**YOUR GOAL**. Count the lines of the listing below that contain the string "coordinates", and state only the resulting number.

(Image annotation data)
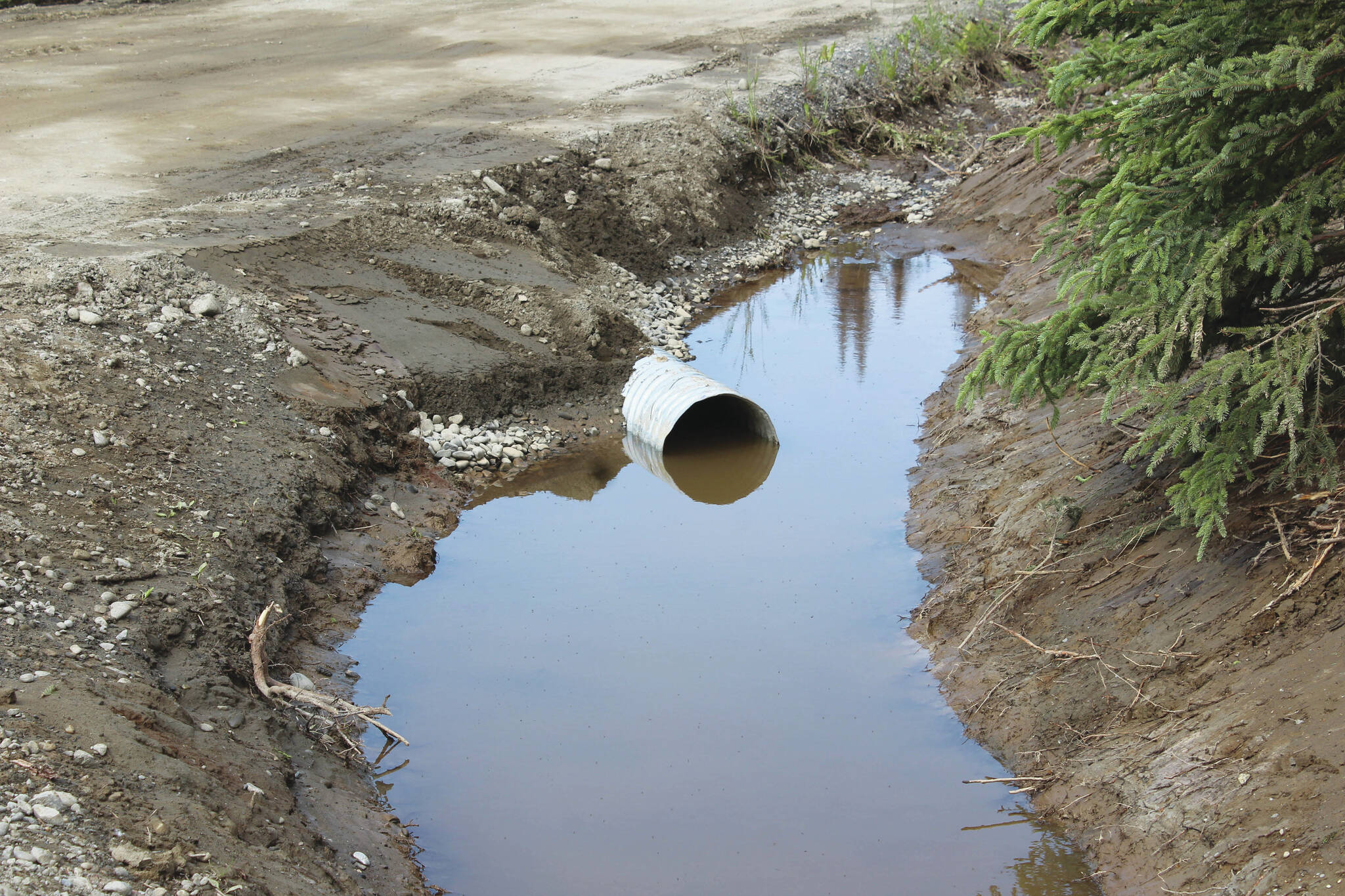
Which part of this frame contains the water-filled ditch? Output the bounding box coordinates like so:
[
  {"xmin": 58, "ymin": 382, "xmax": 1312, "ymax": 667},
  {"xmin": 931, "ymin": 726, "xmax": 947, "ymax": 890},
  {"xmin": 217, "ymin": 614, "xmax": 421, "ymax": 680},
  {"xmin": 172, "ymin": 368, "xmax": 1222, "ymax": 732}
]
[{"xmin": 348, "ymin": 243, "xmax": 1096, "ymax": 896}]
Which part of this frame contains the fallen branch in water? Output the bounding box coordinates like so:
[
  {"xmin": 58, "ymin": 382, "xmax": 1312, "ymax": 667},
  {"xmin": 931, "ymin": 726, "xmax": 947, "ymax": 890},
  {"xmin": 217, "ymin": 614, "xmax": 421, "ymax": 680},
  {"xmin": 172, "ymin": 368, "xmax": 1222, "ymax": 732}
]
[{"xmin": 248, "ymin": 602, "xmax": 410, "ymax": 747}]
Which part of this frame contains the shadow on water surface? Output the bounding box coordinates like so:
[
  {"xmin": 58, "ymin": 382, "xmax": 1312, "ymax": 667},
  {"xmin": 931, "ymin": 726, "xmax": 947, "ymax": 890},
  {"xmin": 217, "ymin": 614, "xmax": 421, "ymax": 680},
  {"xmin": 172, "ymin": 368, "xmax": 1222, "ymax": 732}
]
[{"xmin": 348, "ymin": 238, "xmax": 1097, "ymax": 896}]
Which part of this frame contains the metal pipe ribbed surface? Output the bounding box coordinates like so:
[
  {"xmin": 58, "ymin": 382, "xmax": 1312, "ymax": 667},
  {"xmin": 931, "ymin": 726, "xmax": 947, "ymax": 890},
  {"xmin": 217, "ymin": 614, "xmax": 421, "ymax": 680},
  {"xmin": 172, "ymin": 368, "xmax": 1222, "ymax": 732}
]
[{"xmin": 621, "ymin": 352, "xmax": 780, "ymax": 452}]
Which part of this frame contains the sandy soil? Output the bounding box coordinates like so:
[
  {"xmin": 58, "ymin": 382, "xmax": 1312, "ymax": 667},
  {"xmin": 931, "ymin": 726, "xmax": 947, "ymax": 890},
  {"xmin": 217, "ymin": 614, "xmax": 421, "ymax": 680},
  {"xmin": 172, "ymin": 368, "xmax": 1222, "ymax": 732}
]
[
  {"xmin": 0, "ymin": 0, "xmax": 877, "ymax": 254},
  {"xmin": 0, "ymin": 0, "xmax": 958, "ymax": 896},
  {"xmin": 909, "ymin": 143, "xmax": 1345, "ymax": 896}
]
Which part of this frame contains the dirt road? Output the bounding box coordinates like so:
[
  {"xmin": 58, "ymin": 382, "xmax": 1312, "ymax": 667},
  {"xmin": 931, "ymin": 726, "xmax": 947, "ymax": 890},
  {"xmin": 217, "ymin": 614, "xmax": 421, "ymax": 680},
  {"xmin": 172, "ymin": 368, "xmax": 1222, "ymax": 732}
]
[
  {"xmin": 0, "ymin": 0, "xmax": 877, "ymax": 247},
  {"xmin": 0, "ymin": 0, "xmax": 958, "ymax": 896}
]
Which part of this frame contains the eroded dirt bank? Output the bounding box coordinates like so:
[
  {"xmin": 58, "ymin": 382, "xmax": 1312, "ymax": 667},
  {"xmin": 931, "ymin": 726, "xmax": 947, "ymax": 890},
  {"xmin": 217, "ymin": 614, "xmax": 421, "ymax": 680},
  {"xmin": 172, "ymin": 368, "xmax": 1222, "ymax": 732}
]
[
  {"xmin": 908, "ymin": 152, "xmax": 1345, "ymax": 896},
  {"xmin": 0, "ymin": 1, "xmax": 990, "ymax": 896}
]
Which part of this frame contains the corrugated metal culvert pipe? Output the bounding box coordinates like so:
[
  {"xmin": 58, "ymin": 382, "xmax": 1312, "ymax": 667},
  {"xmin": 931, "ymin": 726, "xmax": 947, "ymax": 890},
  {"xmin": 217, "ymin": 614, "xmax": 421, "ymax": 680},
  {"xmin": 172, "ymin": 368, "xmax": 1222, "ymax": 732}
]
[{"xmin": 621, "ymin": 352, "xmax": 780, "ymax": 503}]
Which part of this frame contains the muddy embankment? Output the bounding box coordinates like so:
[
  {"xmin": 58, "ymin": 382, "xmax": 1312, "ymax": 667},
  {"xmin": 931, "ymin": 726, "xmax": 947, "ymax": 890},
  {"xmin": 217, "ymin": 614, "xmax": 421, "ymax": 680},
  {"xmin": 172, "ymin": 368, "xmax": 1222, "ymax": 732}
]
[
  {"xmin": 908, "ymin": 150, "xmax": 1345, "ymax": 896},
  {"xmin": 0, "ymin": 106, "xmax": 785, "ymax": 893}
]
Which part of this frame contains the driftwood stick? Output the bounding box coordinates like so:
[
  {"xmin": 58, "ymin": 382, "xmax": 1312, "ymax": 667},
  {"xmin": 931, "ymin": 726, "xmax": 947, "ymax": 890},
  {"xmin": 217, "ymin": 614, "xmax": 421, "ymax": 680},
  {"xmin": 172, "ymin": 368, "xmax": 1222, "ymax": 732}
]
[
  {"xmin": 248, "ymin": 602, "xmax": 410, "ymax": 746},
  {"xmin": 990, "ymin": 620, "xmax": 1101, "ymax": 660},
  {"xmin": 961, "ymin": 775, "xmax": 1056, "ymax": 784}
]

**ANSWER BELOW**. 10